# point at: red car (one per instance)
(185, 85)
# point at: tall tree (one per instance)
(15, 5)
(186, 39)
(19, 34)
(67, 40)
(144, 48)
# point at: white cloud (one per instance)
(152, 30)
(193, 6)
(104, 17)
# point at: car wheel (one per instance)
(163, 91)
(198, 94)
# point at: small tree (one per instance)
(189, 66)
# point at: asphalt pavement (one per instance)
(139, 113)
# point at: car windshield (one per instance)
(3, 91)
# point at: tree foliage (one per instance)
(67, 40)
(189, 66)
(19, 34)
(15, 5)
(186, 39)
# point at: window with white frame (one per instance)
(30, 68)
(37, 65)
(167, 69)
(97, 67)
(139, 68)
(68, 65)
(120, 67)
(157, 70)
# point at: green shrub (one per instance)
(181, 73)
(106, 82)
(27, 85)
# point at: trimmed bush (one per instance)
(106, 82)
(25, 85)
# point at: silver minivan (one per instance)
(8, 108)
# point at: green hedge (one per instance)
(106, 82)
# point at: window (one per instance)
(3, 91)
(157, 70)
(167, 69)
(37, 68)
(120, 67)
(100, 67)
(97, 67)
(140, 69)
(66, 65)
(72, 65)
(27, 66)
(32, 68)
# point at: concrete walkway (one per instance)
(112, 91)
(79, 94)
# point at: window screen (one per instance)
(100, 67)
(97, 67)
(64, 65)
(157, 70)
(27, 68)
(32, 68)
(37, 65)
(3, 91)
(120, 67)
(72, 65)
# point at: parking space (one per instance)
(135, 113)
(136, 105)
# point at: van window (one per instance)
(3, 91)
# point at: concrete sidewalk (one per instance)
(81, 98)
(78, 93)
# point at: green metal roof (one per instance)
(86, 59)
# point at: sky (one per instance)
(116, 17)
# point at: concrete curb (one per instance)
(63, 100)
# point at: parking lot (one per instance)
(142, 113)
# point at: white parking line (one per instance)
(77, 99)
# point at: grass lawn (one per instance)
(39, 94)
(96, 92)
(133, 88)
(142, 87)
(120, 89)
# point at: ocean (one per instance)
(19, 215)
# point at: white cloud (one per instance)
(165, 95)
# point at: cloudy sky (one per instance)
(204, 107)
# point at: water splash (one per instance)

WORK TO DO
Make an exact copy of every line in the data.

EXERCISE ANSWER
# point at: red car (one per instance)
(185, 85)
# point at: tall tree (one per instance)
(15, 5)
(186, 39)
(19, 34)
(67, 40)
(144, 48)
# point at: white cloud (one per instance)
(152, 30)
(193, 6)
(104, 17)
# point at: car wheel (one per instance)
(163, 91)
(198, 94)
# point at: small tree (one per instance)
(189, 66)
# point at: asphalt pavement (one per instance)
(139, 113)
# point at: car windshield (one per instance)
(3, 91)
# point at: tree foliage (one per instance)
(67, 40)
(189, 66)
(19, 34)
(15, 5)
(186, 39)
# point at: window with white frame (one per instance)
(30, 68)
(37, 65)
(167, 69)
(97, 67)
(139, 68)
(68, 65)
(120, 67)
(157, 70)
# point at: green shrub (one per instance)
(181, 73)
(106, 82)
(27, 85)
# point at: trimmed bush (one per instance)
(106, 82)
(25, 85)
# point at: silver minivan (one per instance)
(8, 108)
# point at: green hedge (one per instance)
(106, 82)
# point at: window (one per instance)
(3, 91)
(157, 70)
(167, 69)
(37, 68)
(120, 67)
(100, 67)
(97, 67)
(140, 69)
(66, 65)
(72, 65)
(27, 66)
(32, 68)
# point at: concrete walkway (one per instance)
(112, 91)
(79, 94)
# point at: window screen (one per instance)
(100, 67)
(97, 67)
(64, 65)
(157, 70)
(27, 68)
(32, 68)
(37, 65)
(3, 91)
(120, 67)
(72, 65)
# point at: parking space (one per instance)
(135, 113)
(136, 105)
# point at: van window (one per instance)
(3, 91)
# point at: concrete sidewalk (one per instance)
(81, 98)
(78, 93)
# point at: green metal roof (one per instance)
(86, 59)
# point at: sky (one per instance)
(116, 17)
# point at: concrete curb (one per instance)
(63, 100)
# point at: parking lot (one per instance)
(142, 113)
# point at: white parking line (one per instance)
(77, 99)
# point at: grass lawn (one per instance)
(39, 94)
(96, 92)
(133, 88)
(142, 87)
(120, 89)
# point at: ocean (one per instance)
(19, 215)
# point at: white cloud (one per instance)
(165, 95)
# point at: cloudy sky (one per instance)
(204, 107)
# point at: water splash (one per instance)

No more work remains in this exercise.